#### The task:
Every entry gets copied exactly. No images go into the copy.

Dataset content: Begin

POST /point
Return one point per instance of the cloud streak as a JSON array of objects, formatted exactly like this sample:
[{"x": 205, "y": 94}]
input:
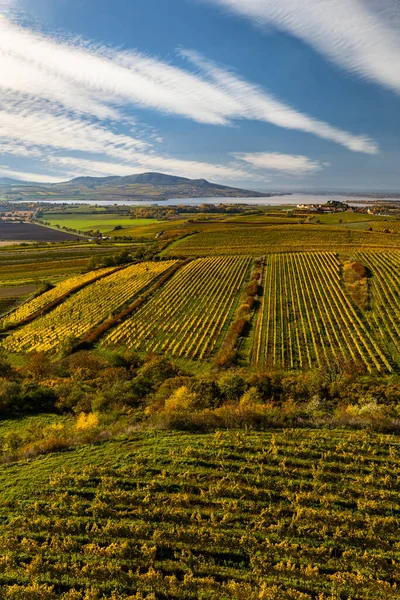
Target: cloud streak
[
  {"x": 23, "y": 176},
  {"x": 92, "y": 81},
  {"x": 361, "y": 36},
  {"x": 290, "y": 164}
]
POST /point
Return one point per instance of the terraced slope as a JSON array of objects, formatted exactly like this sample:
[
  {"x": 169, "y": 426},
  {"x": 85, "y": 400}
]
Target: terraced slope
[
  {"x": 290, "y": 515},
  {"x": 188, "y": 315},
  {"x": 83, "y": 311},
  {"x": 290, "y": 238},
  {"x": 61, "y": 289},
  {"x": 308, "y": 319}
]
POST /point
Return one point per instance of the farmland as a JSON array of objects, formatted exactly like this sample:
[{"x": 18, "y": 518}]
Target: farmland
[
  {"x": 277, "y": 515},
  {"x": 62, "y": 289},
  {"x": 187, "y": 317},
  {"x": 105, "y": 223},
  {"x": 85, "y": 310},
  {"x": 289, "y": 238},
  {"x": 307, "y": 318},
  {"x": 24, "y": 232}
]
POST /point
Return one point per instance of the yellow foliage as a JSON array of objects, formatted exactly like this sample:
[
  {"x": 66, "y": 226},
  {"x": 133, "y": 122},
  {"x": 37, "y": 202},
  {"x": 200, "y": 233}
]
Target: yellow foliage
[
  {"x": 181, "y": 400},
  {"x": 88, "y": 421}
]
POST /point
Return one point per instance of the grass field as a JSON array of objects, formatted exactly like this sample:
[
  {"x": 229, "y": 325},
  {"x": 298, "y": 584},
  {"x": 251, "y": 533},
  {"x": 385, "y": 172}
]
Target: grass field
[
  {"x": 294, "y": 514},
  {"x": 104, "y": 223}
]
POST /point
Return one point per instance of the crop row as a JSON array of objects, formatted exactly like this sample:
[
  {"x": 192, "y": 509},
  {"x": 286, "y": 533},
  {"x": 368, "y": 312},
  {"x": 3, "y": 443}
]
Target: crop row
[
  {"x": 187, "y": 316},
  {"x": 384, "y": 317},
  {"x": 308, "y": 320},
  {"x": 299, "y": 515},
  {"x": 65, "y": 287},
  {"x": 86, "y": 309},
  {"x": 257, "y": 241}
]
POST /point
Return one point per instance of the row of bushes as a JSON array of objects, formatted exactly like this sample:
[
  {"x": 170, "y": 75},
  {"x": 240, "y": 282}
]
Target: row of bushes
[{"x": 227, "y": 355}]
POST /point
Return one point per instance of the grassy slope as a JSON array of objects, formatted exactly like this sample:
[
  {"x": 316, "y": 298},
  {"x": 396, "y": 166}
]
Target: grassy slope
[
  {"x": 102, "y": 222},
  {"x": 309, "y": 512}
]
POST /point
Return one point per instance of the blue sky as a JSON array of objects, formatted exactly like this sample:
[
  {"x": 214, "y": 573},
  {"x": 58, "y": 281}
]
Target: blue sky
[{"x": 263, "y": 94}]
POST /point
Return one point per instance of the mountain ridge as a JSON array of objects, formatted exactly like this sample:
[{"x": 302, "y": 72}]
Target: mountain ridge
[{"x": 143, "y": 186}]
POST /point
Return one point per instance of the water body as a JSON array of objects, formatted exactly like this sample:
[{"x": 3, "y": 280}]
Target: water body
[{"x": 285, "y": 200}]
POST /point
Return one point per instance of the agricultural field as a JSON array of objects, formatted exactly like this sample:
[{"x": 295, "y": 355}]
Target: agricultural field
[
  {"x": 61, "y": 290},
  {"x": 257, "y": 241},
  {"x": 86, "y": 309},
  {"x": 294, "y": 514},
  {"x": 187, "y": 317},
  {"x": 307, "y": 318},
  {"x": 25, "y": 232},
  {"x": 384, "y": 314},
  {"x": 105, "y": 223},
  {"x": 11, "y": 295}
]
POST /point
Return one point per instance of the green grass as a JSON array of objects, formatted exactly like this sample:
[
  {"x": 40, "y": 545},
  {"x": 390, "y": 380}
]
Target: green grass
[
  {"x": 293, "y": 514},
  {"x": 104, "y": 223}
]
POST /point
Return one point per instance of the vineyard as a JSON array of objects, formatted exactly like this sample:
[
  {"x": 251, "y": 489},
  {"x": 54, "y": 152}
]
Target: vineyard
[
  {"x": 257, "y": 241},
  {"x": 86, "y": 309},
  {"x": 63, "y": 288},
  {"x": 247, "y": 516},
  {"x": 384, "y": 318},
  {"x": 188, "y": 315},
  {"x": 307, "y": 319}
]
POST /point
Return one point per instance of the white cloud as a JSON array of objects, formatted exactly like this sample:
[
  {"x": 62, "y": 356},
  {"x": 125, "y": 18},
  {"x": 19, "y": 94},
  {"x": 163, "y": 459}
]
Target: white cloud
[
  {"x": 257, "y": 106},
  {"x": 24, "y": 176},
  {"x": 58, "y": 77},
  {"x": 361, "y": 36},
  {"x": 285, "y": 163},
  {"x": 62, "y": 132}
]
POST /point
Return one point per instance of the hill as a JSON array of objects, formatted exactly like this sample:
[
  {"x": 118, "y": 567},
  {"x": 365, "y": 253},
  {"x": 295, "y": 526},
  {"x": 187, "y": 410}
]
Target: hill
[
  {"x": 228, "y": 515},
  {"x": 144, "y": 186}
]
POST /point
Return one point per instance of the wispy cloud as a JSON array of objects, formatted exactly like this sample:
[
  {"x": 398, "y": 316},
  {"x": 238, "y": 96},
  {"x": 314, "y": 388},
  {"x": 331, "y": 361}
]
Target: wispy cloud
[
  {"x": 23, "y": 176},
  {"x": 285, "y": 163},
  {"x": 153, "y": 162},
  {"x": 361, "y": 36},
  {"x": 42, "y": 74}
]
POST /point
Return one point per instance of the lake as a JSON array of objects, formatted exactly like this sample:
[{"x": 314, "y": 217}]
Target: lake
[{"x": 289, "y": 200}]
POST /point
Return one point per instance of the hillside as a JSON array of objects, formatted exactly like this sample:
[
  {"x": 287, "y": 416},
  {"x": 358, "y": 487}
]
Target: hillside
[
  {"x": 166, "y": 515},
  {"x": 145, "y": 186}
]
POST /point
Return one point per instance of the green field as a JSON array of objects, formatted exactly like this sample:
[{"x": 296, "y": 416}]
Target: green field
[
  {"x": 278, "y": 515},
  {"x": 105, "y": 223},
  {"x": 214, "y": 417}
]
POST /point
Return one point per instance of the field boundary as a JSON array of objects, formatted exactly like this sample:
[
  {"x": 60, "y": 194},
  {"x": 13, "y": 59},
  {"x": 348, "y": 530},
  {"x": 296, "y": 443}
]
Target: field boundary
[
  {"x": 57, "y": 301},
  {"x": 87, "y": 342}
]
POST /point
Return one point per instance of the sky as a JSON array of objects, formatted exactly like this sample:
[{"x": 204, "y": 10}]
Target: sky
[{"x": 261, "y": 94}]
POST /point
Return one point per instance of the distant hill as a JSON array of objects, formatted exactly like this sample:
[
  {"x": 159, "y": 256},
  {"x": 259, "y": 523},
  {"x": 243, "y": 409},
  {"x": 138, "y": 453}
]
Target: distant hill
[{"x": 145, "y": 186}]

Dataset content: End

#### Task solution:
POST /point
Return one point per instance of the cloud streak as a JSON array of objects, formatted exactly like this sample:
[{"x": 205, "y": 94}]
input:
Target: cloud streak
[
  {"x": 23, "y": 176},
  {"x": 92, "y": 81},
  {"x": 361, "y": 36},
  {"x": 290, "y": 164}
]
POST /point
Return one point per instance of the terraced slope as a JSON array of objects, formatted exactly like this sample:
[
  {"x": 169, "y": 426},
  {"x": 85, "y": 400}
]
Target: terraced slope
[
  {"x": 290, "y": 515},
  {"x": 188, "y": 315},
  {"x": 83, "y": 311},
  {"x": 290, "y": 238},
  {"x": 61, "y": 289},
  {"x": 308, "y": 319}
]
POST /point
Return one point per instance of the farmland as a JSON array of objects, formatted exactly like this sample:
[{"x": 18, "y": 518}]
Target: farmland
[
  {"x": 277, "y": 515},
  {"x": 62, "y": 289},
  {"x": 187, "y": 317},
  {"x": 105, "y": 223},
  {"x": 85, "y": 310},
  {"x": 289, "y": 238},
  {"x": 307, "y": 318},
  {"x": 24, "y": 232}
]
POST /point
Return one point per instance of the yellow foliage as a JSON array of objects, formatted exactly like this sample:
[
  {"x": 66, "y": 226},
  {"x": 133, "y": 122},
  {"x": 37, "y": 202},
  {"x": 200, "y": 233}
]
Target: yellow foliage
[
  {"x": 181, "y": 400},
  {"x": 88, "y": 421}
]
POST /point
Return one point per instance of the grass field as a JSON array of objects, formatted exactly like this sample:
[
  {"x": 229, "y": 325},
  {"x": 298, "y": 584},
  {"x": 251, "y": 533},
  {"x": 385, "y": 172}
]
Target: grass field
[
  {"x": 294, "y": 514},
  {"x": 104, "y": 223}
]
POST /point
Return one point per instance of the crop row as a JSON array of objects, formatted exactly like this sample:
[
  {"x": 192, "y": 509},
  {"x": 286, "y": 533},
  {"x": 368, "y": 312},
  {"x": 3, "y": 443}
]
Target: crop row
[
  {"x": 187, "y": 316},
  {"x": 384, "y": 317},
  {"x": 308, "y": 320},
  {"x": 299, "y": 515},
  {"x": 65, "y": 287},
  {"x": 86, "y": 309},
  {"x": 257, "y": 241}
]
POST /point
Return one point per instance of the row of bushes as a JSON array of objects, formatted exactly like this sample:
[
  {"x": 170, "y": 75},
  {"x": 240, "y": 282}
]
Target: row of bushes
[{"x": 227, "y": 355}]
POST /point
Return one point per instance of the grassy slope as a JSON array of objects, formatted exactly like this sample:
[
  {"x": 316, "y": 298},
  {"x": 396, "y": 166}
]
Target: grassy slope
[
  {"x": 102, "y": 222},
  {"x": 309, "y": 512}
]
POST /point
Return one point per instance of the blue sky as a JSON array of objects, formatted exactly like this sample:
[
  {"x": 214, "y": 573},
  {"x": 58, "y": 281}
]
Target: blue sky
[{"x": 263, "y": 94}]
POST /point
Return one point per instance of the mountain ridge as a JSON array of objects, formatted exactly like this sample:
[{"x": 302, "y": 72}]
Target: mountain ridge
[{"x": 143, "y": 186}]
POST /point
Return one point per instance of the water body as a JSON array of objects, formatted exactly like this sample:
[{"x": 3, "y": 280}]
Target: water body
[{"x": 285, "y": 200}]
POST /point
Return one point per instance of the agricultural field as a JSON array of objects, formatted exactly like this sample:
[{"x": 295, "y": 355}]
Target: agricultural field
[
  {"x": 61, "y": 290},
  {"x": 257, "y": 241},
  {"x": 86, "y": 309},
  {"x": 294, "y": 514},
  {"x": 187, "y": 317},
  {"x": 307, "y": 318},
  {"x": 25, "y": 232},
  {"x": 384, "y": 314},
  {"x": 105, "y": 223},
  {"x": 11, "y": 295}
]
POST /point
Return one point per instance of the green grass as a JSON array of objects, formatted exactly like this sample:
[
  {"x": 40, "y": 545},
  {"x": 390, "y": 380}
]
Target: green grass
[
  {"x": 293, "y": 514},
  {"x": 104, "y": 223}
]
POST /point
Return one point per instance of the vineyard as a JSON array of objects, formatted exactly like this sample:
[
  {"x": 251, "y": 489},
  {"x": 54, "y": 152}
]
Target: vineyard
[
  {"x": 257, "y": 241},
  {"x": 86, "y": 309},
  {"x": 63, "y": 288},
  {"x": 247, "y": 516},
  {"x": 384, "y": 318},
  {"x": 188, "y": 315},
  {"x": 307, "y": 319}
]
POST /point
Return one point per instance of the white cloud as a JSON array of objects, formatted exactly like this sample:
[
  {"x": 62, "y": 356},
  {"x": 125, "y": 18},
  {"x": 19, "y": 94},
  {"x": 163, "y": 459}
]
Target: white cloud
[
  {"x": 257, "y": 106},
  {"x": 24, "y": 176},
  {"x": 58, "y": 77},
  {"x": 361, "y": 36},
  {"x": 285, "y": 163},
  {"x": 62, "y": 132}
]
POST /point
Return one point per instance of the hill as a JSON array of objects, formatted exactly like this sample:
[
  {"x": 118, "y": 567},
  {"x": 365, "y": 253},
  {"x": 295, "y": 526},
  {"x": 187, "y": 410}
]
Target: hill
[
  {"x": 228, "y": 515},
  {"x": 144, "y": 186}
]
POST /point
Return one point per instance of the wispy cloud as a JSON array of objects, formatted exactly like this sample:
[
  {"x": 398, "y": 316},
  {"x": 238, "y": 96},
  {"x": 314, "y": 388},
  {"x": 331, "y": 361}
]
Target: wispy cloud
[
  {"x": 23, "y": 176},
  {"x": 285, "y": 163},
  {"x": 153, "y": 162},
  {"x": 361, "y": 36},
  {"x": 42, "y": 74}
]
POST /point
Return one point per instance of the lake as a JSON array of objects, formatted exactly like this sample:
[{"x": 314, "y": 217}]
Target: lake
[{"x": 289, "y": 200}]
POST /point
Return one point per instance of the hillside as a JSON array of objects, formatted exactly like this sample:
[
  {"x": 287, "y": 416},
  {"x": 358, "y": 487}
]
Target: hillside
[
  {"x": 166, "y": 515},
  {"x": 145, "y": 186}
]
POST /point
Return one point per instance of the green field as a JSON array of objects, formatted exactly like this sample:
[{"x": 296, "y": 416}]
Target: green field
[
  {"x": 278, "y": 515},
  {"x": 105, "y": 223},
  {"x": 214, "y": 417}
]
POST /point
Return one point per instance of the field boundary as a JSON array of objects, formatted exactly like this sample:
[
  {"x": 60, "y": 194},
  {"x": 13, "y": 59},
  {"x": 348, "y": 530},
  {"x": 296, "y": 443}
]
Target: field boundary
[
  {"x": 57, "y": 301},
  {"x": 87, "y": 342}
]
POST /point
Return one point per instance of the sky as a JSON array of objects, formatted exactly like this sample:
[{"x": 204, "y": 10}]
Target: sky
[{"x": 261, "y": 94}]
POST /point
Return one point per instance of the distant hill as a JSON array of objects, formatted exactly like this sample:
[
  {"x": 159, "y": 256},
  {"x": 259, "y": 523},
  {"x": 243, "y": 409},
  {"x": 138, "y": 453}
]
Target: distant hill
[{"x": 145, "y": 186}]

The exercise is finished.